◆ Extrait du texte:
CA PARIS (pôle 5 ch. 6), 15 mai 2019
CERCLAB - DOCUMENT N° 8124
CA PARIS (pôle 5 ch. 6), 15 mai 2019 : RG n° 17/04806 ; arrêt n° 2019/248
Publication : Jurica
Extrait : « Considérant que monsieur Y. et madame X. arguant de ce que les intérêts conventionnels ont été déterminés sur la base d'une année lombarde, demandent, uniquement, que soit prononcée la nullité de la stipulation conventionnelle d'intérêts ;
Considérant que la banque conclut à l'irrecevabilité d'une telle prétention au regard des dispositions de l'article L. 312-33 du code de la consommation ;
Considérant qu'aux termes de l'article L. 312-33 du code de la consommation, dans sa rédaction alors en vigueur, le prêteur qui ne respecte pas l'une des obligations prévues à l'article L. 312-8, lequel renvoie, concernant le taux effectif global, aux prescriptions de l'article L.313-1 du même code en définissant le contenu, pourra être déchu du droit aux intérêts, en totalité ou dans la proportion fixée par le juge ;
Considérant qu'en vertu des prévisions impératives de l'article L. 312-8 du code de la consommation, les manquements aux obligations prévues par cet article sont sanctionnés par l'article L. 312-33 du code de la consommation, exclusivement applicables en raison du caractère d'ordre public des dites règles spécifiques édictées pour la protection du consommateur et qui l'emportent donc sur celles, plus générales posées par l'article 1907 du code civil, lequel sanctionne par la nullité l'absence de prescription d'un taux d'intérêt et, par extension d'un taux effectif global, dont l'irrégularité éventuelle est assimilée à une absence ;
Qu'il en résulte qu'en droit la seule sanction d'un taux effectif global erroné n'est pas la nullité de la clause de stipulation d'intérêts mais la déchéance du droit aux intérêts ;
Considérant que cette solution d'irrecevabilité de l'action en nullité retenue en matière de taux effectif global erroné doit l'être tout autant, dans le cas du recours à l'année « bancaire » ou « lombarde » de 360 jours comme base de calcul des intérêts conventionnels, puisque :
- il est de principe que le taux d'intérêt conventionnel mentionné par écrit dans l'acte de prêt consenti à un consommateur ou un non professionnel doit comme le taux effectif global, sous peine de se voir substituer l'intérêt légal, être calculé sur la base de l'année civile,
- dans l'un et l'autre cas le résultat de la sanction est - le cas échéant, en ce qui concerne l'action en déchéance - l'application du taux légal en remplacement du taux contractuel,
- l'annexe à l'article R. 313-1 du code de la consommation, qui s'applique en matière de calcul du taux effectif global, et qui dispose que : « c) L'écart entre les dates utilisées pour le calcul est exprimé en années ou en fractions d'années. Une année compte 365 jours, ou, pour les années bissextiles, 366 jours, 52 semaines ou 12 mois normalisés. Un mois normalisé compte 30,41666 jours (c'est-à-dire 365/12), que l'année soit bissextile ou non. », pose une règle du calcul du taux effectif global répondant exactement à la préoccupation du législateur de protéger le consommateur d'une facturation d'intérêts dont il n'aurait pas été clairement informé, et fixe ainsi les rapports périodiques à retenir pour le calcul du taux effectif global, ce qui est également l'objet de la clause 30/360 pour ce qui concerne le calcul des intérêts conventionnels ;
Considérant surabondamment sur le fond, que pour débouter monsieur Y. et madame X. de leurs demandes le tribunal a, exactement en tous points, retenu ce qui suit :
« Sur la demande d'annulation des stipulations d'intérêts conventionnels des contrats de prêt
En application des dispositions des articles 1901, alinéa 2, du code civil, et L. 313-1, L. 313-2 et R. 313-1 du code de la consommation, dans leur version applicable au présent litige, les intérêts d'un prêt consenti à un consommateur ou à non professionnel doivent être calculés au taux conventionnel mentionné par écrit dans l'acte de prêt sur la base de l'année civile.

◆ Matériel rassemblé:
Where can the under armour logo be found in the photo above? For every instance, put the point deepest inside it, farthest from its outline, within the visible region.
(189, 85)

◆ Travail à faire:
A. Pour chacune des affirmations suivantes, dites si elle concorde avec l'extrait de l'arrêt, en répondant par oui ou par non et en citant mot pour mot le passage qui tranche.
(i) La banque soutient que la demande en nullité est irrecevable au regard de l'article L. 312-33 du code de la consommation.
(ii) La seule sanction d'un taux effectif global erroné est la nullité de la clause de stipulation d'intérêts.
(iii) Un mois normalisé compte 30 jours.
B. Résumez l'extrait de l'arrêt en deux phrases.
C. Répondez brièvement à ces questions sur l'extrait de l'arrêt :
(i) Quel article du code civil sanctionne par la nullité l'absence de prescription d'un taux d'intérêt ?
(ii) Combien de jours compte l'année « bancaire » ou « lombarde » ?
(iii) D'après le tribunal, sur quelle base les intérêts d'un prêt consenti à un consommateur doivent-ils être calculés ?

◆ Réponses par consigne:
A.
(i) Oui : « la banque conclut à l'irrecevabilité d'une telle prétention au regard des dispositions de l'article L. 312-33 du code de la consommation ».
(ii) Non : « la seule sanction d'un taux effectif global erroné n'est pas la nullité de la clause de stipulation d'intérêts mais la déchéance du droit aux intérêts ».
(iii) Non : « Un mois normalisé compte 30,41666 jours ».

B. Monsieur Y. et madame X. demandent la nullité de la stipulation d'intérêts au motif que les intérêts ont été calculés sur la base d'une année lombarde, et la banque soutient que cette demande est irrecevable au regard de l'article L. 312-33 du code de la consommation. La cour retient que la seule sanction d'un taux effectif global erroné est la déchéance du droit aux intérêts et non la nullité, et que cette irrecevabilité vaut tout autant pour le recours à l'année de 360 jours comme base de calcul des intérêts conventionnels.

C.
(i) L'article 1907 du code civil.
(ii) 360 jours.
(iii) Sur la base de l'année civile.